Esercizio a
Riporta senza modifiche il passo dell'articolo sulla ritirata russa da Kherson che va da "Il generale Capitini, docente" fino a "dagli esiti odierni." compreso.

Il 9 novembre il generale Sergej Surovikin, nominato a capo dell’operazione militare speciale, ha suggerito al ministro della Difesa Serghei Shoigu di ritirarsi sulla sponda orientale del fiume Dnipro e cioè di abbandonare Kherson, annessa in pompa magna meno di due mesi fa con una cerimonia al Cremlino.

Erano in molti ad annunciare anzitempo una disfatta ucraina nel sud perché la spinta iniziale della controffensiva si era arenata sulle linee difensive russe. Gli ucraini sono riusciti a calare da Kryvyj Rih lungo il Dnipro e liberare una parte consistente di territorio, ma in campo aperto e pianeggiante è difficile avanzare sotto il tiro nemico.

Il generale Capitini, docente alla Scuola sottufficiali dell’Esercito, ha scritto che gli ucraini avevano perso più uomini di quanti ne avessero schierati, con diecimila morti e trentamila feriti in una settimana di combattimenti. Stime ridicole smentite dalla continua pressione ucraina su Kherson e dagli esiti odierni.

La difesa

Il sociologo della Luiss Alessandro Orsini il 6 settembre ha scritto un articolo per il Fatto Quotidiano dal titolo “A Kherson la controffensiva ucraina è un fallimento: è ora che l’Ue lo dica”. Mentre il generale Marco Bertolini, già capo del Comando operativo di vertice interforze e della Brigata Folgore, il 12 settembre ha dichiarato, intervistato dall’Agi, in merito alla controffensiva su Kherson, che «quanto visto a Kharkiv non può essere replicato».

Da un punto di vista tattico, nel settore meridionale gli ucraini non hanno sfondato ma si sono affidati al logoramento delle difese con bombardamenti ai depositi e delle infrastrutture. Da un punto di vista strategico, hanno ottenuto lo stesso risultato: una ritirata russa da tutta la regione a nord-ovest del Dnipro e dal capoluogo dell’oblast, come avvenuto da Izium a settembre.

La ritirata annunciata da Surovikin e Shoigu ha scatenato le ipotesi sulle reali intenzioni della Russia. C’è chi immagina l’uso di bombe sporche o persino di testate nucleari tattiche. Le truppe occupanti, prima di abbandonare Kherson, potrebbero minare le strade della città e disseminare gli edifici di trappole esplosive, per rendere più difficile il lavoro ai liberatori ucraini quando arriveranno. Solo allora sapremo di più sulle numerose azioni partigiane portate a termine in questi mesi dalla resistenza, con l’aiuto delle forze speciali dietro le linee nemiche, grazie all’intelligence fornita da Kiev.

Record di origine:
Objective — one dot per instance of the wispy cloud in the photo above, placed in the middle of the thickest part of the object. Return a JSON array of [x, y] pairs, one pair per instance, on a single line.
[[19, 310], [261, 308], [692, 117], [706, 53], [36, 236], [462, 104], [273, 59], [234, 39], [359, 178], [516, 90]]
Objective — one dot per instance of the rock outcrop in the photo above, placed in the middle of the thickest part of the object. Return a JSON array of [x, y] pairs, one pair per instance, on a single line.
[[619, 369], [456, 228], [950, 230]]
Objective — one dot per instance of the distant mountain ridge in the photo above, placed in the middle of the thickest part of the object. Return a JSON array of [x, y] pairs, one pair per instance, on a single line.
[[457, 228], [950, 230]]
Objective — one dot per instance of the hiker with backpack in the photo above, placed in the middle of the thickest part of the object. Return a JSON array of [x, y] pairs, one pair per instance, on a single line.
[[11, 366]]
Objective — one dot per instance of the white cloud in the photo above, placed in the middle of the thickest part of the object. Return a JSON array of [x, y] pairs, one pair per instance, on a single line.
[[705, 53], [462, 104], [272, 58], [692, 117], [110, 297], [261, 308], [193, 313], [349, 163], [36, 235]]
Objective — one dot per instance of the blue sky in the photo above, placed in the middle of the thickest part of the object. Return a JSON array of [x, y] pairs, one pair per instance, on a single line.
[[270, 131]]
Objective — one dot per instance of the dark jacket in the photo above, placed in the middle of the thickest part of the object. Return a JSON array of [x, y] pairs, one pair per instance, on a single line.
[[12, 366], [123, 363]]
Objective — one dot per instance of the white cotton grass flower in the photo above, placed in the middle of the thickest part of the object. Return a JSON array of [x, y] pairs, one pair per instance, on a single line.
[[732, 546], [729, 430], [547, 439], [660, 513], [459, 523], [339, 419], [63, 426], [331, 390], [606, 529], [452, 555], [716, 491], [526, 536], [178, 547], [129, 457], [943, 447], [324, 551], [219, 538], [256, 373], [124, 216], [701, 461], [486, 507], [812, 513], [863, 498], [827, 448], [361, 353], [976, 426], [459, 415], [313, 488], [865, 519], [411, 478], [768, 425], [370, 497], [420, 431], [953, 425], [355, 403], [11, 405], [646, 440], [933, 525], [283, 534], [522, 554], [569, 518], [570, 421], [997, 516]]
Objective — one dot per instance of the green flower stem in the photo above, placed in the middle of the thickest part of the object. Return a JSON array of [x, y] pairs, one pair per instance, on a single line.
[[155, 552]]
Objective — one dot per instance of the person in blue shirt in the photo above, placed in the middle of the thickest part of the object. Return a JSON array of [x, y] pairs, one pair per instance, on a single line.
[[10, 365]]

Esercizio b
Riscrivi le righe dell'elenco dall'inizio fino alla riga con "178], [516, 90]]" compresa, sostituendo "wispy cloud" con "thin cloud" e lasciando invariato tutto il resto. Riporta soltanto quelle righe.

Risposta corretta a
Il generale Capitini, docente alla Scuola sottufficiali dell’Esercito, ha scritto che gli ucraini avevano perso più uomini di quanti ne avessero schierati, con diecimila morti e trentamila feriti in una settimana di combattimenti. Stime ridicole smentite dalla continua pressione ucraina su Kherson e dagli esiti odierni.

Risposta corretta b
Objective — one dot per instance of the thin cloud in the photo above, placed in the middle of the thickest part of the object. Return a JSON array of [x, y] pairs, one pair per instance, on a single line.
[[19, 310], [261, 308], [692, 117], [706, 53], [36, 236], [462, 104], [273, 59], [234, 39], [359, 178], [516, 90]]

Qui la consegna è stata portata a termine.